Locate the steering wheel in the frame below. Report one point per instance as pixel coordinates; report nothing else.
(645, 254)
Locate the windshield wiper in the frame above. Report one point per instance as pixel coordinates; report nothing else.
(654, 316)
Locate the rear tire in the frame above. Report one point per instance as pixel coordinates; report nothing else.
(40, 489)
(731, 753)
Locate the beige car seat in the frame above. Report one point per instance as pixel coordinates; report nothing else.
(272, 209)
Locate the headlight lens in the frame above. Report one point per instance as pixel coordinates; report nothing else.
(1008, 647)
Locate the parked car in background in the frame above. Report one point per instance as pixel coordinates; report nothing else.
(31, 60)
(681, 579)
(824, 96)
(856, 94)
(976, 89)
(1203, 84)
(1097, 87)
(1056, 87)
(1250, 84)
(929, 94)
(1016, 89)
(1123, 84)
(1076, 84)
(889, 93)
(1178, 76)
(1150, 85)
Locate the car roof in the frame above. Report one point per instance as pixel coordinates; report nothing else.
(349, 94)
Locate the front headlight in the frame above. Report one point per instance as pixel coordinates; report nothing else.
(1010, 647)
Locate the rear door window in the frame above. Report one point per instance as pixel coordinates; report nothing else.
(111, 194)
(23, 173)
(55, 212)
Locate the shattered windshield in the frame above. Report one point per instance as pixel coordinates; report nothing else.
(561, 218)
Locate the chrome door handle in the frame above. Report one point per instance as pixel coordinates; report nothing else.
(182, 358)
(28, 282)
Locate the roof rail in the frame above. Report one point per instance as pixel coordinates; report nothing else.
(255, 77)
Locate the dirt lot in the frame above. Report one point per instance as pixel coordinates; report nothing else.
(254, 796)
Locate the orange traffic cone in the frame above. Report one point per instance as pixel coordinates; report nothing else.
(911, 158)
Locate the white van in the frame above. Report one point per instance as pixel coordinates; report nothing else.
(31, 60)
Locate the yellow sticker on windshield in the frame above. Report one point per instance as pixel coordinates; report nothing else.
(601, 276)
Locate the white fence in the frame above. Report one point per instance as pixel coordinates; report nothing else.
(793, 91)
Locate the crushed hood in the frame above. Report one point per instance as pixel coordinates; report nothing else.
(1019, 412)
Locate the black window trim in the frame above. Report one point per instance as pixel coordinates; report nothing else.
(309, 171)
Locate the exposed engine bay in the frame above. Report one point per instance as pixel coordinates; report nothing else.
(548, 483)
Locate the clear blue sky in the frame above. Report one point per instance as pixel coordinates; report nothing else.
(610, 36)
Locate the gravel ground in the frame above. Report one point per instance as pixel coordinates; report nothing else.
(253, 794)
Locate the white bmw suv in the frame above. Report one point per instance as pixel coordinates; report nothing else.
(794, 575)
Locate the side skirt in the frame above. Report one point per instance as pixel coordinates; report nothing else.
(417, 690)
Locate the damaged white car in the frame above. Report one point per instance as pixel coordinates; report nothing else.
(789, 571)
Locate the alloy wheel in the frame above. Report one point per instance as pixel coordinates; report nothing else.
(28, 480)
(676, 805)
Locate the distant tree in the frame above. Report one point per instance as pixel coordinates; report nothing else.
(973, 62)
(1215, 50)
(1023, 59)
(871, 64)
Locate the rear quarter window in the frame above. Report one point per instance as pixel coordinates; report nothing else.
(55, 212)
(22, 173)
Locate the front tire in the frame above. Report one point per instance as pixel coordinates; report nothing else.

REQUIRED TASK:
Scale the entries starting at the first line and ending at the line containing "(1008, 647)", both included, by repeating every line, requests too, with each coordinate in the answers multiplied by 2.15 and rounded to a whole number, halves rounded up. Give only those lines.

RESULT OF THIS TASK:
Locate the steering wheel in the frame below. Report one point per instance as pixel coordinates; report nothing else.
(1387, 546)
Locate the windshield wiper in the frame above. Report one point per instance as pixel coordinates; report nothing else.
(1406, 679)
Locate the rear tire in the frame above. Report one point per instance as pixel coordinates; report nothing else.
(86, 1051)
(1572, 1619)
Locate the beige car seat in the frame above. Report one point per instance as pixel coordinates; report nothing else.
(585, 449)
Locate the headlight lens in the frame above. Report one point per instance as pixel coordinates; report nothing else.
(2167, 1391)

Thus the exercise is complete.